Short task: Extend the article of creativity tips for bartenders, picking up right after its final paragraph.

Jason Richburg: The 5 things creative bartenders need to know
The writer and strategy director at NYC’s Good F*cking Design Advice knows how to use words to inspire their followers. He gives us his top tips for generating creativity behind the bar.
Social media content creation is like the service industry, in that the audience must always come first. From our neutral type style, to our minimalist colour palette, the secret to GFDA’s creative success is to keep things as simple as possible and allow the end user to own the experience.
My writing is so accessible because it’s thematic to the human condition. I write about love, aspiration, fear, beauty, failure, resiliency, and hope. Everyone feels these sensations, so our messages seem to come from within them. I edit my work severely until I’ve distilled a powerful but elemental idea.
Our use of profanity means we’re not allowed to advertise or promote our work. We’ve never bought a follower or paid an influencer. Our content is all text. We never post videos and almost never show a human face or reply to comments. Yet, somehow, miraculously, our following grows by over 100k people a year and we gain thousands of email subscribers each week.
Our book has sold over 20,000 copies and celebrities around the world display our work in their homes. We do everything the wrong way, and you shouldn’t listen to anything I say.
So let me give you some advice.
– Jason
The 5 things creative bartenders need to know
1. How to cultivate discipline.
When you’re focused, people who are unable or unwilling to strive for their own aspirations will see you as a reminder of what they loathe about themselves. They’ll exhaust your emotions, squander your time, and deplete your energy. Their drag will slow your progress, their weight will lower your trajectory.
When you’re focused, people who are also working to better themselves will fall into alignment with you. They’ll share your momentum as you propel each other forward. When you’re focused, the difference between those twin forces will be painfully clear. But are you strong enough to endure that pain and choose the right one?
How will you ever reach what’s beyond you while you cling to what’s beneath you? How can you see what’s ahead of you if you keep looking back at what’s behind you?
2. How to make yourself uncomfortable.
Failure is never pleasant. One doesn’t grow by avoiding discomfort, but by becoming desensitized to it. Of all the conditions necessary for learning to occur, your willingness to fail repeatedly is the one you need the most but likely desire the least. It’s also the condition over which you have the most control.

Raw data:
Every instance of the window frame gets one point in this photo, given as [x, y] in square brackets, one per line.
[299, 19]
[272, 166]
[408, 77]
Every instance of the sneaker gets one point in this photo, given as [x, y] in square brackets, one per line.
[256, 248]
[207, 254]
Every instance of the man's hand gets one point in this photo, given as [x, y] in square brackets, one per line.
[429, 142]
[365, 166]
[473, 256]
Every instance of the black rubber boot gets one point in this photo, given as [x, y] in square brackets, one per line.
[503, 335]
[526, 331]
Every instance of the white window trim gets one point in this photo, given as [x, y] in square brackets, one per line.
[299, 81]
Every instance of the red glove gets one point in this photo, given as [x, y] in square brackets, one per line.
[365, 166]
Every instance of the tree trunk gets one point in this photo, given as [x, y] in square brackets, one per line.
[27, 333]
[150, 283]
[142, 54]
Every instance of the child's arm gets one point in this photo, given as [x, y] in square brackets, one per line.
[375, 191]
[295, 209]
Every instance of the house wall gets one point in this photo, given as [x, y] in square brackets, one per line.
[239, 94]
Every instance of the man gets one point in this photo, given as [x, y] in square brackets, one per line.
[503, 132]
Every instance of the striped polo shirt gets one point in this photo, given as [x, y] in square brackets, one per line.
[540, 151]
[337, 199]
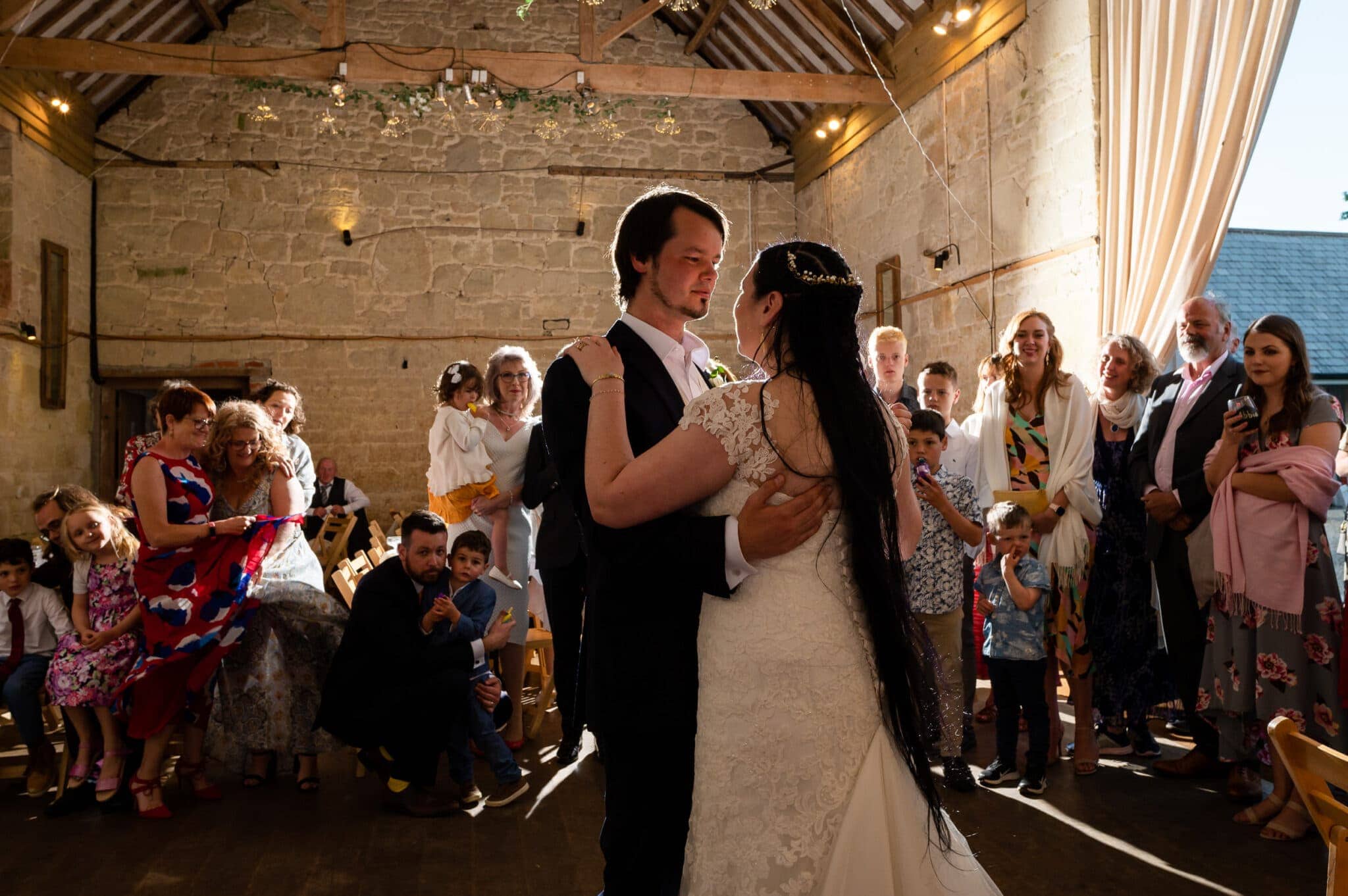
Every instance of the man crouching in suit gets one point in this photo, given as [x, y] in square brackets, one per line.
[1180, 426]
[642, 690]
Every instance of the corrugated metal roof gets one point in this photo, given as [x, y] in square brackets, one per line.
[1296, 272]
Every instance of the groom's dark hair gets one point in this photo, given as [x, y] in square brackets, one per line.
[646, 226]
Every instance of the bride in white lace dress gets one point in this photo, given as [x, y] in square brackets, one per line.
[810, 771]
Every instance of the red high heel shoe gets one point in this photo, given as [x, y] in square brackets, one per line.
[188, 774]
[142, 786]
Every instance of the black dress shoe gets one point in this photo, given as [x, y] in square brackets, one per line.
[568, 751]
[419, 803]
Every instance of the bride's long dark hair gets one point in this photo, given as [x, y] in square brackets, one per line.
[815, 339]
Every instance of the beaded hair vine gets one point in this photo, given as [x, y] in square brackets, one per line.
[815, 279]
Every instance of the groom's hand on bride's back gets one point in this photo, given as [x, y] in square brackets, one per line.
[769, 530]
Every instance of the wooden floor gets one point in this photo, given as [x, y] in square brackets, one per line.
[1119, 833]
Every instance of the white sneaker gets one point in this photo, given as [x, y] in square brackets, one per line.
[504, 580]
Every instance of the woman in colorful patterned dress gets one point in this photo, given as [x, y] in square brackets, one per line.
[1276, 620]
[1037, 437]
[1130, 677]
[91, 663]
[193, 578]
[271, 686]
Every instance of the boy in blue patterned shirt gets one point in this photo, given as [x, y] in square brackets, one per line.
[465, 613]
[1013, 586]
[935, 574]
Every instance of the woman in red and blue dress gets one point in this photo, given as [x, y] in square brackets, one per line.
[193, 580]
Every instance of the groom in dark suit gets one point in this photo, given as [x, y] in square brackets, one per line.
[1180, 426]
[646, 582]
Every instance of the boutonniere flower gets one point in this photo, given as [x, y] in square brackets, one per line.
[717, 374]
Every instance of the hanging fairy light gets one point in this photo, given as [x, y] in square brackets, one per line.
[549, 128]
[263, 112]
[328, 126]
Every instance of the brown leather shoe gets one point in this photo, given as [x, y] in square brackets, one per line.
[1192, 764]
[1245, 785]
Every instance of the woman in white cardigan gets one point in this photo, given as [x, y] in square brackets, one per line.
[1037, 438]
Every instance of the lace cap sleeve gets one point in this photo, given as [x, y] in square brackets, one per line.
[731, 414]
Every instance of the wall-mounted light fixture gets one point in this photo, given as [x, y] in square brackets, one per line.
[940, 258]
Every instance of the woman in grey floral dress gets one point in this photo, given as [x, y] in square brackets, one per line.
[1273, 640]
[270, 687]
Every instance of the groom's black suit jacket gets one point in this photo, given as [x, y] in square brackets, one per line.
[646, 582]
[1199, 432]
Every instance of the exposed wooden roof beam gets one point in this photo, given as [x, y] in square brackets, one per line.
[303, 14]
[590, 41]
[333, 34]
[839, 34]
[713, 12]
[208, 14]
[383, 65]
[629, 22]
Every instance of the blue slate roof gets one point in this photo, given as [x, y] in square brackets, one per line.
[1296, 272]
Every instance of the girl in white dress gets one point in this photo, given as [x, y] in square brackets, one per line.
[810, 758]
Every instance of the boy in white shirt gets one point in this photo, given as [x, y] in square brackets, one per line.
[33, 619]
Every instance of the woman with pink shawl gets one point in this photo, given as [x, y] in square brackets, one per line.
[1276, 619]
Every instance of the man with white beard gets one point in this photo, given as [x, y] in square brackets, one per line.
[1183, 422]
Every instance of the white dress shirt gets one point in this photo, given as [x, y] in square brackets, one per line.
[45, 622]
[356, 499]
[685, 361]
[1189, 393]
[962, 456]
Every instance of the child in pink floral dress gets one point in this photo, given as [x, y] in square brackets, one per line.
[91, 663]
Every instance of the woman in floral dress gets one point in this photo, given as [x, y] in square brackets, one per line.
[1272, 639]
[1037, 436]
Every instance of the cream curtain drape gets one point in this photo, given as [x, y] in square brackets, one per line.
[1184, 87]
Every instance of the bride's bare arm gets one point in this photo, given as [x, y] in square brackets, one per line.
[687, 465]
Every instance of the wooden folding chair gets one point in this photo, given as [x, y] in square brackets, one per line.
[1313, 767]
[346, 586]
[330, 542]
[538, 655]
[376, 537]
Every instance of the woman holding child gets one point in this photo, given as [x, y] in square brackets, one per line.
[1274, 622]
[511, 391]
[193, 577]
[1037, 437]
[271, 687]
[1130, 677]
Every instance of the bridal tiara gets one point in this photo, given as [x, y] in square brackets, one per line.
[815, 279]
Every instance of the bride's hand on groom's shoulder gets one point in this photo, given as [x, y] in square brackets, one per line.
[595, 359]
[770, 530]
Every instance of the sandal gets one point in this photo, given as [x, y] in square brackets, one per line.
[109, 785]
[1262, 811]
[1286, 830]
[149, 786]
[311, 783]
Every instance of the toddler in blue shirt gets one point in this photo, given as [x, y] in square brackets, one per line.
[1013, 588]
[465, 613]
* * *
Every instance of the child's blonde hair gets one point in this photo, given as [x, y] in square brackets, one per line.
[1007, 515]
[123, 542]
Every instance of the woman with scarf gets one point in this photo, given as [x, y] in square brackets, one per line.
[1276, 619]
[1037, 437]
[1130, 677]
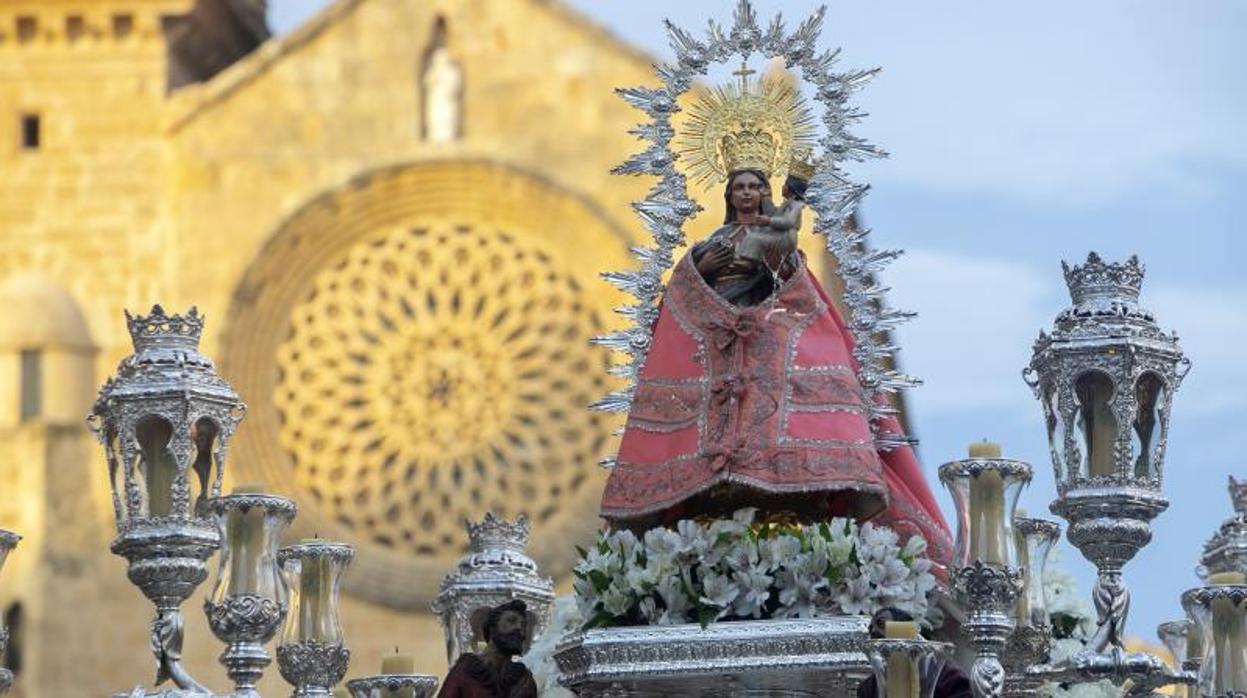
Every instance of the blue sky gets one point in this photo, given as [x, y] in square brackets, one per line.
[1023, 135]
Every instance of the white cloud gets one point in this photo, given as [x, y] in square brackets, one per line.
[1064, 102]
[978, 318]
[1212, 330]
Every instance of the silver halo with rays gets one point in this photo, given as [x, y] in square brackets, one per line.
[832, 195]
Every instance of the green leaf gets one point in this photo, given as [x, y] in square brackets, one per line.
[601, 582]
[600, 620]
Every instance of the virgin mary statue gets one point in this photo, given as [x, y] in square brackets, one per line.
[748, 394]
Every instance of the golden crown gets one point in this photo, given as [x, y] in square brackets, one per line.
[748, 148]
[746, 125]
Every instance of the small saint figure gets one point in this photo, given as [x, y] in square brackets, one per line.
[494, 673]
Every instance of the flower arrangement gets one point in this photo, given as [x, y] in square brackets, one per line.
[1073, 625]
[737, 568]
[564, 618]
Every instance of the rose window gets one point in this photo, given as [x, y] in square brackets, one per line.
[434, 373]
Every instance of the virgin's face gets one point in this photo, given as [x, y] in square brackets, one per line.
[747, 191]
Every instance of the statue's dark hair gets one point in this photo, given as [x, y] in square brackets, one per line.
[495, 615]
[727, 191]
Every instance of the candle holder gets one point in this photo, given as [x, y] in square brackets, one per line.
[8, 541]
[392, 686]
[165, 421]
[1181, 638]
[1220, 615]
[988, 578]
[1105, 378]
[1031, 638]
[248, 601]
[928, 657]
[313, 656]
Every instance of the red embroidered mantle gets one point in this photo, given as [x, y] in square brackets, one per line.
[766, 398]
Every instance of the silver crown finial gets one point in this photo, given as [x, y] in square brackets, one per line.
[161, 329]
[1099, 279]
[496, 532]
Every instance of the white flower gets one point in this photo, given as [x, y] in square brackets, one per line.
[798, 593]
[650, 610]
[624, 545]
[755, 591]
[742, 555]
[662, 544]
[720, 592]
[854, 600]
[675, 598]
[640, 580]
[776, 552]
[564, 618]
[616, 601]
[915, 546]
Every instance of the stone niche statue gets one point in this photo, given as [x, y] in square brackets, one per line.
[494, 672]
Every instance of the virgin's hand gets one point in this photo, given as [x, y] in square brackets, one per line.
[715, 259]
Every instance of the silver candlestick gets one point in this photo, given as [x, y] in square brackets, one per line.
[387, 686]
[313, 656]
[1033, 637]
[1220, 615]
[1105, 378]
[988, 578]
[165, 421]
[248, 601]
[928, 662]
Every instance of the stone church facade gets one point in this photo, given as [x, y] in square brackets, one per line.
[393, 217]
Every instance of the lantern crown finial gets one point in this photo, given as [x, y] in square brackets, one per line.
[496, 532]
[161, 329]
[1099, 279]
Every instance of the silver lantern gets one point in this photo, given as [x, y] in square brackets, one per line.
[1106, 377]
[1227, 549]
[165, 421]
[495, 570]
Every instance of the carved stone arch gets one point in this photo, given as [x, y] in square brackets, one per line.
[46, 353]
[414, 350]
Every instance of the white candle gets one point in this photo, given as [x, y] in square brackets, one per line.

Response:
To confront fear. To shrug off disappointment. To grow from rejection. To be knocked on your ass and get back on your feet. Again. And again. And again. To strike the spark of knowledge in the darkness of ignorance. To feed the hungry fire of passion with exhausting commitment. To stand, at last, in the light of understanding, only to see the infinite dancing shadows of things that you may never grasp. To do with ease what you once thought impossible. To look back down upon the place you never thought you would reach. To see your dream from the other side. To contend. To struggle. To win. What part of that sounds easy?
In service of others, in the pursuit of their entertainment and delight, the first barrier to success is the excruciating introduction to their dissatisfaction. It’s going to be difficult. Do it anyway.
3. That nothing matters and everything matters.
Mastery is courtship of the sublime. It takes significant effort to achieve effortless pleasure. The slightest missed detail can rip the observer out of the experience which you’ve engineered for their bliss.
So, with long practice, exertion, and strained concentration, you must hold in close familiarity every aspect and nuance of your creation. It is not enough to know that it is good, but you must know why it is good to one, and displeasing to another; and what it is still lacking, and where variety may be introduced without disharmony.
But the act of creation is turbulent and disruptive: much is lost, much is cut away. Be liberated by this truth: nothing is sacred. The moment you find yourself making compromises for any single element of your work, it has become a danger to the success of the whole. It will stick out. It will distract. It will blemish. You don’t need it.
Labor over everything but be willing to discard anything. What you at first think is precious and beyond compromise, you will see, in time, with experience, as nothing more than flecks and chips of raw marble, from which your next masterpiece is waiting to be freed.
4. How to be impossible to ignore.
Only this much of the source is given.